* [Extract provided]:
Add readiness criteria for each stage. For example, to move from pilot to rollout require no critical login, printing or network failures; support runbooks in place; and an approved exceptions list.
Operational necessities that prevent failures
Prepare policy templates and an exception process in advance. Otherwise every special role (cashier, nurse, call operator) will need an ad-hoc edit.
Assign owners and define how users get help on change day:
- who receives requests and who can temporarily remove a policy;
- how to request an exception (reason, duration, system owner, risk);
- where the exception list is stored and how often it’s reviewed;
- who publishes a monthly report: what improved, what worsened, what rolled back.
A practical report shows dynamics, not only "compliance percentages." For example: in a month we closed 12 medium deviations, but after an update three firewall settings reverted on some laptops.
If you need external help to move without overloading the team, the system integrator GSE.kz (GSE.kz) can assist with audit, pilot and follow-up support, including 24/7 support and tailoring compatible infrastructure to your organization’s requirements.
FAQ
How do I check CIS Benchmarks without breaking user workflows?
Start in “measure only” mode: collect actual configuration values from hosts and compare them with CIS without changing GPOs, MDM profiles, or the registry. Also record the benchmark version, device coverage and server roles so results can be reproduced and used in approvals.
Which CIS profile should I pick: Level 1 or Level 2?
Level 1 is usually chosen as a safe minimum with moderate user impact. Level 2 often imposes stricter restrictions and is better applied after a pilot, when you understand which processes will break and which exceptions are needed.
Why separate checks by Windows versions and server roles?
Because CIS requirements depend on Windows version and server role. The same setting may be normal for one scenario and harmful for another. Mixing domain controllers, terminal servers and regular PCs into one checklist produces many false mismatches and wrong conclusions.
What is a baseline and why is a report useless without it?

* [Information provided]:
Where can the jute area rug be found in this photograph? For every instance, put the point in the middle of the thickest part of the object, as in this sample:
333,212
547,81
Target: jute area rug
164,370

* [Brief 1]: According to the CIS Benchmarks guide, what should be recorded along with the results so they can be reproduced and used in approvals?
* [Brief 2]: Pick up the CIS Benchmarks guide right after its last line and keep writing.
These records come from a different source.

* [Your response 1]: The benchmark version, device coverage and server roles.

* [Your response 2]:
A baseline is a snapshot with a date: which machines were checked, which CIS version was used, where the data came from and who ran the check. It’s needed to track changes over time, detect rollbacks after updates, and stop arguments like “it was always like that.”
What tools actually measure CIS on Windows?
A minimal practical toolset is the actual host-level check plus understanding of the domain layer. Usually you verify applied local settings on the host and check sources and conflicts with RSOP or gpresult; Microsoft Security Compliance Toolkit helps to compare expected values.
How to find out why a setting is non-compliant if the GPO looks correct?
Check which policy actually won: GPO priority, inheritance, block policies, WMI filters and security filtering. Often “non-compliant” appears not because the setting is missing, but because another source (an exception or MDM) overrides it.
Which statuses to use in the report and what to do with “unknown”?
Use four statuses: compliant, non-compliant, not applicable and unknown. Don’t hide “unknown” — it honestly shows missing access, telemetry gaps, or conflicting sources and should be closed by collecting data, not by force-enabling policies.
Which CIS settings commonly break workflows and need caution?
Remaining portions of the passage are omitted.